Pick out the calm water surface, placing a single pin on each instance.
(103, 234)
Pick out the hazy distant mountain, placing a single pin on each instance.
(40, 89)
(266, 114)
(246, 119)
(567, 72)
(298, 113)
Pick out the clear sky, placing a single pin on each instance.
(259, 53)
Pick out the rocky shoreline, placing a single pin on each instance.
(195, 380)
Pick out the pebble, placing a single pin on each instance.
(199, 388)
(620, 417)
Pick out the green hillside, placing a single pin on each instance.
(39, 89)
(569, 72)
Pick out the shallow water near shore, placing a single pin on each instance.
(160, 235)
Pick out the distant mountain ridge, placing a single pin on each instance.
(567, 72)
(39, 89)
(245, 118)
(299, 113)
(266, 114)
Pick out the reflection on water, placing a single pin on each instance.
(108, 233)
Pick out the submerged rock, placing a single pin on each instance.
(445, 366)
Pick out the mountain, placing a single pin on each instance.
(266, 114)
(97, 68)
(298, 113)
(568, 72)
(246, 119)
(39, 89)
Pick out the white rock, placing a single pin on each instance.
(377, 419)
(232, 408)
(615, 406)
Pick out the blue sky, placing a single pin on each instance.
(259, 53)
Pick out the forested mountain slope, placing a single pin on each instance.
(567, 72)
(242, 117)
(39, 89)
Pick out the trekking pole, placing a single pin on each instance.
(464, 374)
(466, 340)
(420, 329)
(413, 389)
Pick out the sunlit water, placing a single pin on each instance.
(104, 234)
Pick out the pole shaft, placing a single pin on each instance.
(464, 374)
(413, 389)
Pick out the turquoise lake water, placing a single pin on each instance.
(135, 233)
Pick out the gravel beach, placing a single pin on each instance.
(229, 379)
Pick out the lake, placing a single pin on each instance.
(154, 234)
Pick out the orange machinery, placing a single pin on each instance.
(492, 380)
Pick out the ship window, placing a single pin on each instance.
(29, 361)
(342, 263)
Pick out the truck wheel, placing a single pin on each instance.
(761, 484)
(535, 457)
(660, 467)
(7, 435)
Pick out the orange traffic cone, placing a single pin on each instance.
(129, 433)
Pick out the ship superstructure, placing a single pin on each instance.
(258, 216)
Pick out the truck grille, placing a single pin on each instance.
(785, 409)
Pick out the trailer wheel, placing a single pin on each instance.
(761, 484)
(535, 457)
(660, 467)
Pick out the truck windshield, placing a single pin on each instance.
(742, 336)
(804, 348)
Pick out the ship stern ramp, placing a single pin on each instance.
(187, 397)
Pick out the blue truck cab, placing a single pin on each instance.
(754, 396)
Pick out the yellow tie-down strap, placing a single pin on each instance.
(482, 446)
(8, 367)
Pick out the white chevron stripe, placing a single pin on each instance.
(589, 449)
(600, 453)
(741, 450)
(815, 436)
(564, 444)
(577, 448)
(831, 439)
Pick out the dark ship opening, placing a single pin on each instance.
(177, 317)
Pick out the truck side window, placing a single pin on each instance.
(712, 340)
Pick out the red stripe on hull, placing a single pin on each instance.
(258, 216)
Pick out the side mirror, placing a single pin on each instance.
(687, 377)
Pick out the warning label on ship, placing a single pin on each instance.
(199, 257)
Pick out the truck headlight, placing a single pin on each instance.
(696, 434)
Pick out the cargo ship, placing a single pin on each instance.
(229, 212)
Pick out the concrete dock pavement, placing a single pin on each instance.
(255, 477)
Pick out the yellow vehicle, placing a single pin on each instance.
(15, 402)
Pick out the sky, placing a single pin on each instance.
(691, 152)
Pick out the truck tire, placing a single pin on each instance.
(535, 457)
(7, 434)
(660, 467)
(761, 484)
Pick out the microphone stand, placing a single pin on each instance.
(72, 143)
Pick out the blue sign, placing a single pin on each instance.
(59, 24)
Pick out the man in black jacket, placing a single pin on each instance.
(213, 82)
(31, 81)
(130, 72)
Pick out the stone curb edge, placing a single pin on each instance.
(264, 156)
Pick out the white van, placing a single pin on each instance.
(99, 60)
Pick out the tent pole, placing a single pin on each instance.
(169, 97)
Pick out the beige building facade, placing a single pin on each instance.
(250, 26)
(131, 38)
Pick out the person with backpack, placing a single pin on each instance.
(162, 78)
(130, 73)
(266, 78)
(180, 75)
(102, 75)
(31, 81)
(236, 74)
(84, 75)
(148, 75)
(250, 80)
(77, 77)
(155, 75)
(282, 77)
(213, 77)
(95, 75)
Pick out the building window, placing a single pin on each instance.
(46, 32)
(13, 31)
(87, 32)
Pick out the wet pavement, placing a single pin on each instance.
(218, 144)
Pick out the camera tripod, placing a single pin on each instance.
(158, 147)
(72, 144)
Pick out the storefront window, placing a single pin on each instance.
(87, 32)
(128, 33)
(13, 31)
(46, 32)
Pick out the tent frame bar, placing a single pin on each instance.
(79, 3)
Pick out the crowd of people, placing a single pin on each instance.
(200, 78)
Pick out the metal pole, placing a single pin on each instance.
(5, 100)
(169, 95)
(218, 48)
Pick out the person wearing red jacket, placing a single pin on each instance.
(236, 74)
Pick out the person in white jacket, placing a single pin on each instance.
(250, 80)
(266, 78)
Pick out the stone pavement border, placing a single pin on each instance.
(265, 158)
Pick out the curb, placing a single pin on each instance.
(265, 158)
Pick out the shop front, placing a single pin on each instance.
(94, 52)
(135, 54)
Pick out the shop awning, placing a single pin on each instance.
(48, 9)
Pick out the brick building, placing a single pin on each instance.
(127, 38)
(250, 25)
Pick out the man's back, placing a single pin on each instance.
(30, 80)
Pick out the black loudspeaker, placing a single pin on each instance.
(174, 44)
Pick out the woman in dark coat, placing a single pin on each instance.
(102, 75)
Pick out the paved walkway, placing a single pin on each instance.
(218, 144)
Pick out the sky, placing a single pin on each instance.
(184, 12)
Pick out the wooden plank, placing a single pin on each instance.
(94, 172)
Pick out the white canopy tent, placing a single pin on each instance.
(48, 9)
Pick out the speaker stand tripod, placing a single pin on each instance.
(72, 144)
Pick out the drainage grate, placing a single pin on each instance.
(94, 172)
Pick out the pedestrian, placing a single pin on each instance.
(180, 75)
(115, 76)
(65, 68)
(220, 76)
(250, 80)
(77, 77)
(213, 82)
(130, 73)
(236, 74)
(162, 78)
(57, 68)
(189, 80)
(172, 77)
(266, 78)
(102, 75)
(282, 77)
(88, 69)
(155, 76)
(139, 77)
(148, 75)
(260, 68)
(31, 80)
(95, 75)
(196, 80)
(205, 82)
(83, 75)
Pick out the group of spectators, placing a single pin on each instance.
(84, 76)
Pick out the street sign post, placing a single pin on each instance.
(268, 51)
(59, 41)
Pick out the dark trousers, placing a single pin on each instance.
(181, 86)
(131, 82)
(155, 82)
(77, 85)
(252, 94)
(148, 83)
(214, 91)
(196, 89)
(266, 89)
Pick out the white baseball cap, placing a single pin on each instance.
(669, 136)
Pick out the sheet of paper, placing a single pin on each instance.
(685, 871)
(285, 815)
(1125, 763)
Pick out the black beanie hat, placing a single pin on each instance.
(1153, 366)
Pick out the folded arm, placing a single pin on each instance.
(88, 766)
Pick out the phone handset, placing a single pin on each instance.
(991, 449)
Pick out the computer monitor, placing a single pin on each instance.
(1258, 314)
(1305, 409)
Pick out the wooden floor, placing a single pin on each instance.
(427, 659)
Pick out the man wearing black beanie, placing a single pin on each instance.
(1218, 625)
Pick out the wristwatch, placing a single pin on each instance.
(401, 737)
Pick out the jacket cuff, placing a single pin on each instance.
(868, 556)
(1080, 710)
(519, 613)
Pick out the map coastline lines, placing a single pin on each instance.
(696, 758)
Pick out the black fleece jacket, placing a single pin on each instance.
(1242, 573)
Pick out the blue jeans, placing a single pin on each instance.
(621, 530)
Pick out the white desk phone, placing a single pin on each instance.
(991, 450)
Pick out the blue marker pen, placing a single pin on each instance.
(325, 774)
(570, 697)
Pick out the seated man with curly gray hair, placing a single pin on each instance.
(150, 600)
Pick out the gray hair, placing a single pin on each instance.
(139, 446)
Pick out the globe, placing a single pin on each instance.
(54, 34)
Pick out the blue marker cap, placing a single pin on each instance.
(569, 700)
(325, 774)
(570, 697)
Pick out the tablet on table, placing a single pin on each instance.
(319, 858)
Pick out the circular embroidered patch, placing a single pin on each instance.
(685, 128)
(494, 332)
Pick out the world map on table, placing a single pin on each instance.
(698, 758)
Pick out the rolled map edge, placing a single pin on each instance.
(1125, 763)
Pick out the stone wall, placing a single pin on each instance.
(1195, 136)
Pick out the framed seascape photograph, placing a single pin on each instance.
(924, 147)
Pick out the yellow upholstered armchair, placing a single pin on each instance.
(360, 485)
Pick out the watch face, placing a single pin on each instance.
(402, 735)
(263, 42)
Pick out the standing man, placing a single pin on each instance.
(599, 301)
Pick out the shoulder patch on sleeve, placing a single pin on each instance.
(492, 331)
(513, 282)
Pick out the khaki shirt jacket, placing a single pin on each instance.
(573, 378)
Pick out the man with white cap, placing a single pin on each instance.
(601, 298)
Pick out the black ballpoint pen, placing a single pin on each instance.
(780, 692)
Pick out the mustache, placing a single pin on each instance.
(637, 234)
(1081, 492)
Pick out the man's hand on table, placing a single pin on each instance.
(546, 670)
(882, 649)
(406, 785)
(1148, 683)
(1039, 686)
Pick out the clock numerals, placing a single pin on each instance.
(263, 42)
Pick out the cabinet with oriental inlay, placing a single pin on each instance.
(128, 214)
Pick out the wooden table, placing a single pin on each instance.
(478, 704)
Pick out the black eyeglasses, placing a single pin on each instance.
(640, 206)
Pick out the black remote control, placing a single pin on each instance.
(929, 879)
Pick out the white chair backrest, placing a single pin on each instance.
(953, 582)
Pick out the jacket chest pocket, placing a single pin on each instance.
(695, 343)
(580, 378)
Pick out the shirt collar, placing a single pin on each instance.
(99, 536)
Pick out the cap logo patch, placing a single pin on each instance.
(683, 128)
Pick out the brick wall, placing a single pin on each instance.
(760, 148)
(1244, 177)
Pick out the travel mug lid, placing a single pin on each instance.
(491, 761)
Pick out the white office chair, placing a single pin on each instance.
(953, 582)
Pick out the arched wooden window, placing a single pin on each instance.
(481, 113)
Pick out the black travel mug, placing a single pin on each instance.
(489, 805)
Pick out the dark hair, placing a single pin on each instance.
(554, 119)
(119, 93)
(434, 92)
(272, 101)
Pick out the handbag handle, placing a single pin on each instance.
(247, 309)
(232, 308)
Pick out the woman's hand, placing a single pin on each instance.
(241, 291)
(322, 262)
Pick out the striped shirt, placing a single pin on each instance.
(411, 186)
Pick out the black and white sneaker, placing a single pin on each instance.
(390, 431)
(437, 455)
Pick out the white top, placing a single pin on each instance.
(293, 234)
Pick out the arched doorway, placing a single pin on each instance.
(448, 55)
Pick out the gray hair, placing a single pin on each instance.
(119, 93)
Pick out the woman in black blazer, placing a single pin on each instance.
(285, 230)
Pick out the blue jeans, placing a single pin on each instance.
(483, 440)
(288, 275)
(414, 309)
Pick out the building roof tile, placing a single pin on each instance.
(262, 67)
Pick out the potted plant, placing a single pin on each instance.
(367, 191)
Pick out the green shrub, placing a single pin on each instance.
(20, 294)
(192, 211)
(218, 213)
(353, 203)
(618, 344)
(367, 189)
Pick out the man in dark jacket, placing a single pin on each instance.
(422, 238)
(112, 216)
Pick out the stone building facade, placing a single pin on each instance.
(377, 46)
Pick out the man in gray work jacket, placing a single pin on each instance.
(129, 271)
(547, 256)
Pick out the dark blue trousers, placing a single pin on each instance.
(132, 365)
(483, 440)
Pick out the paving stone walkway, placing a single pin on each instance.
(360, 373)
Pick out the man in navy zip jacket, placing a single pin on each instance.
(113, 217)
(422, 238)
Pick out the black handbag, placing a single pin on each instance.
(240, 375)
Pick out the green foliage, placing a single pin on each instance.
□ □ □ □ □ □ □
PROBLEM TO SOLVE.
Each line from the one containing "Pick out the stone building" through the end of the material must be returned exactly; no other line should appear.

SOLUTION BELOW.
Pick out the stone building facade, placing a single pin on each instance.
(377, 46)
Pick out the man in gray work jacket, placing a single pin on each instance.
(129, 271)
(547, 256)
Pick out the dark blue trousers, placing a single pin on each instance.
(132, 365)
(483, 440)
Pick out the paving stone walkway, placing a single pin on each instance.
(360, 373)
Pick out the man in navy zip jacket, placing a single pin on each instance.
(113, 217)
(422, 238)
Pick out the black handbag, placing a single pin on each instance.
(240, 375)
Pick out the green foliage, placing a single pin on each instance.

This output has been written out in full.